Document passage:

PSYC addresses this problem with the concept of packet ids. If you can ensure, that all packets arrive, you'll automatically keep states in sync. Unfortunately we haven't implemented that, yet - so large scale deployment of PSYC would currently run into similar problems. psyced also has an implementation for roster revision numbering, but it isn't in use.
XEP 0198 Stream Management introduces acknowledgments and retransmissions into XMPP streams (sort of equivalent to our packet id concept). This XEP has been advanced to draft status in June 2009 and is expected to be implemented in several server technologies soon. It should alleviate if not solve the problem of desynced state.
From a protocol and architectural point of view, Jabber generates a lot more traffic than it necessarily should and will not perform well when users have many friends or enter huge chatrooms.
Here are some statistics that Matthias Wimmer, the friendly systems administrator of amessage, has provided us (Thank you!):
- "I just checked the log of the three biggest domains (amessage.be, amessage.de, and amessage.info) where for the last 9,211,845 stanzas that have been delivered to these three domains (either from remote or locale JIDs) it's the following:"

Source material:
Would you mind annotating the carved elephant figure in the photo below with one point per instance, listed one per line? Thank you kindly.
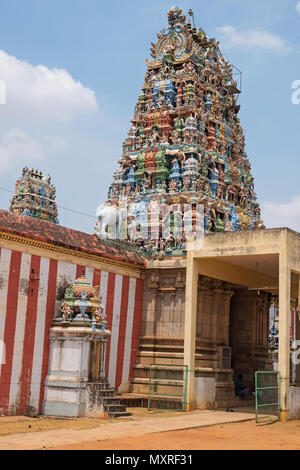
(109, 222)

Objective:
Copy everything in the passage on PSYC and XMPP from "PSYC addresses this" down to "of desynced state.", putting "resends" in place of "retransmissions". The material plays no part in this.

Written response:
PSYC addresses this problem with the concept of packet ids. If you can ensure, that all packets arrive, you'll automatically keep states in sync. Unfortunately we haven't implemented that, yet - so large scale deployment of PSYC would currently run into similar problems. psyced also has an implementation for roster revision numbering, but it isn't in use.
XEP 0198 Stream Management introduces acknowledgments and resends into XMPP streams (sort of equivalent to our packet id concept). This XEP has been advanced to draft status in June 2009 and is expected to be implemented in several server technologies soon. It should alleviate if not solve the problem of desynced state.